Zu bearbeitende Aufgaben:
a: Was war laut dem Textausschnitt an den Wänden des Tempels von Edfu eingemeißelt?
b: Prüfen Sie, ob die folgenden Aussagen mit dem Textausschnitt übereinstimmen: (i) Goldsmith hat alle Wörter, die mit Duft zu tun haben, in eine Datenbank eingespeist. (ii) Im heiligen Bezirk des Tempels hatten der König und die Priester Zutritt. (iii) Goldsmith interessiert sich unter anderem für Gärten und Gräber. Beantworten Sie jede Aussage mit Ja oder Nein, und zitieren Sie die entscheidenden Worte des Textausschnitts wörtlich.
c: Geben Sie aus dem Textausschnitt die Passage wortgetreu wieder, die bei den Worten „Dazu durchkämmt sie“ beginnt, und hören Sie nach „Tempels von Edfu.“ auf.

Textausschnitt:
<<<<

„Kein Ägyptologe kam bisher auf die Idee, über die Gerüche im Alten Ägypten zu forschen“, sagt sie und mutmaßt: „Über Gestank redet man ja nicht so gerne, vor allem als Wissenschafter, denn dann kommt man als unseriös rüber“. Heute gehört sie zu den Pionieren des neuen Forschungsgebietes „Geruchslandschaften“. Goldsmith interessiert sich für Tempel, Gärten, Gräber und den Duft der Liebe. „Man fokussiert sich an bestimmten Orten nicht auf das, was man sieht, sondern das, was man riecht“, erklärt sie.
Dazu durchkämmt sie uralte Schriften auf der Suche nach Hinweisen: „xnm bedeutet riechen, bhd Räucherwerk verbrennen, id.t Parfum, sTi nTr (ausgesprochen setschi netscher) ist der göttlichen Duft“. Goldsmith hat mittlerweile alle Wörter, die mit Duft zu tun haben, in eine Datenbank eingespeist. Danach hat sie alle Bücher mit Blick darauf durchforstet, um herauszufinden, welche Texte für ihre Forschung relevant sind. Dabei wurde immer klarer: „Für die Alten Ägypter waren Düfte wichtiger Teil ihres Glaubenssystems.“
Workshops
Mittlerweile gibt die Ägyptologin Workshops zu den Gerüchen des Alten Ägypten, und eine interessierte Laienschar aus aller Welt hat sich an einem Sonntagabend vor dem Bildschirm versammelt. Goldsmith zeigt den Grundriss des Tempels von Edfu.
An den Wänden dort fand sich das Rezept eines der wichtigen Öle – „Hknw“ (Freude) – eingemeißelt. Goldsmith: „Zum täglichen Tempelritual gehörte es, die Statuen damit einzureiben.“ Und weiter: „Der Duft war genauso wichtig wie die Architektur. Hier im heiligen Bezirk hatte nur der König Zutritt, und seine tägliche Aufgabe bestand darin, dafür zu sorgen, dass die Götter sich wohlfühlen und anwesend sind.“ Dazu wurde gesalbt, parfümiert, geräuchert, geopfert, gekocht und gegrillt, was das Zeug hielt. Nur das Beste war gut genug. „Der Tempel spiegelte die Realität – Natur, Wasser, Himmel, alles sollte so wie draußen sein. Nur perfekt“, erklärt die Ägyptologin.

>>>>

Unbearbeitetes Material:
<<<<

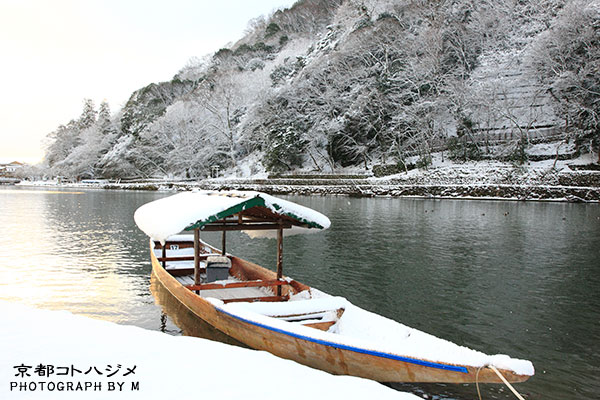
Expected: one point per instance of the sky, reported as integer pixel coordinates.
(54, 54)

>>>>
<<<<

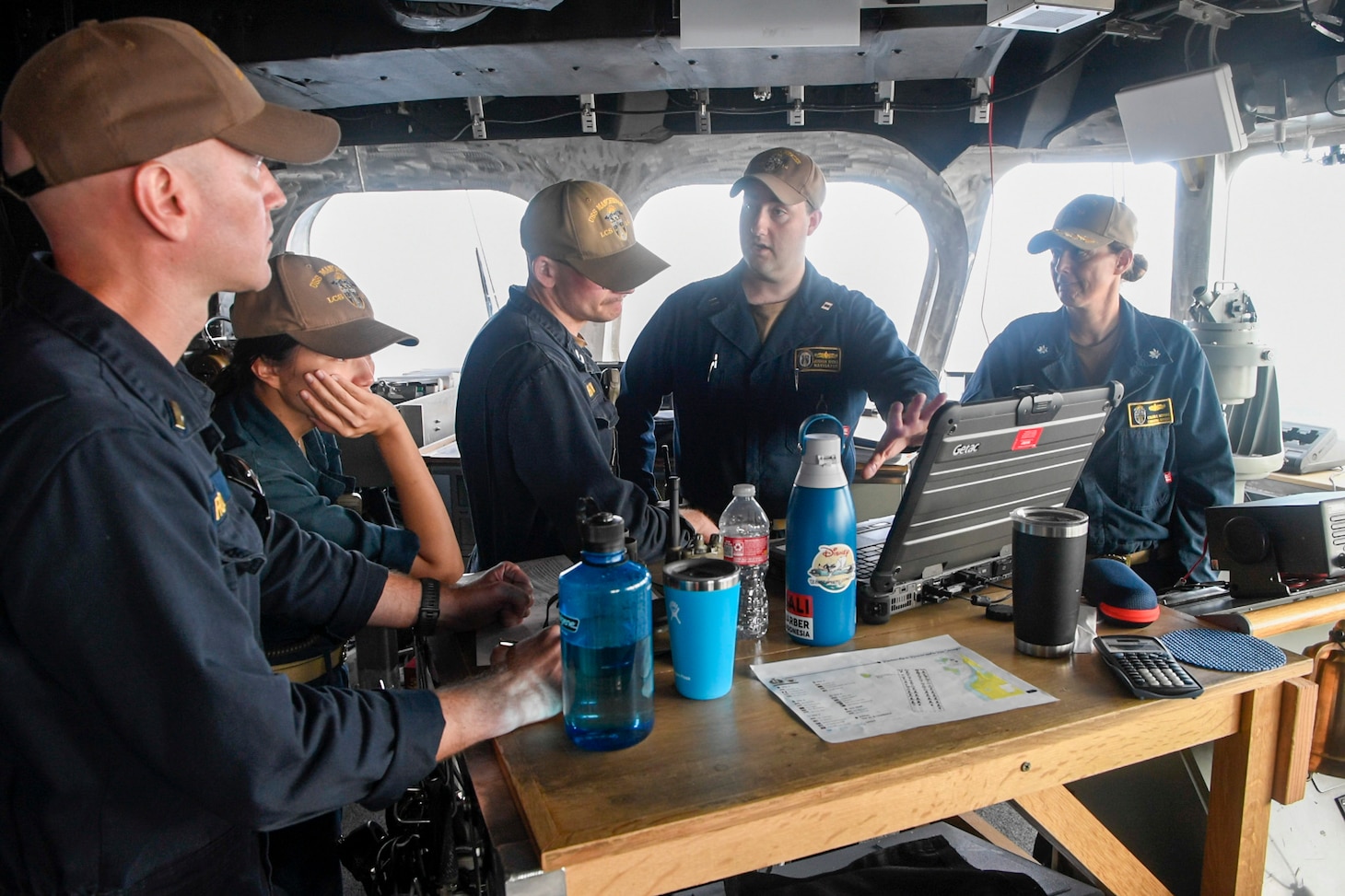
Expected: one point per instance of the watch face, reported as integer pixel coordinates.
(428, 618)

>>>>

Antworten je Aufgabe:
a: Das Rezept eines der wichtigen Öle, „Hknw“ (Freude).

b:
(i) Ja: „Goldsmith hat mittlerweile alle Wörter, die mit Duft zu tun haben, in eine Datenbank eingespeist.“
(ii) Nein: „Hier im heiligen Bezirk hatte nur der König Zutritt“
(iii) Ja: „Goldsmith interessiert sich für Tempel, Gärten, Gräber und den Duft der Liebe.“

c:
Dazu durchkämmt sie uralte Schriften auf der Suche nach Hinweisen: „xnm bedeutet riechen, bhd Räucherwerk verbrennen, id.t Parfum, sTi nTr (ausgesprochen setschi netscher) ist der göttlichen Duft“. Goldsmith hat mittlerweile alle Wörter, die mit Duft zu tun haben, in eine Datenbank eingespeist. Danach hat sie alle Bücher mit Blick darauf durchforstet, um herauszufinden, welche Texte für ihre Forschung relevant sind. Dabei wurde immer klarer: „Für die Alten Ägypter waren Düfte wichtiger Teil ihres Glaubenssystems.“
Workshops
Mittlerweile gibt die Ägyptologin Workshops zu den Gerüchen des Alten Ägypten, und eine interessierte Laienschar aus aller Welt hat sich an einem Sonntagabend vor dem Bildschirm versammelt. Goldsmith zeigt den Grundriss des Tempels von Edfu.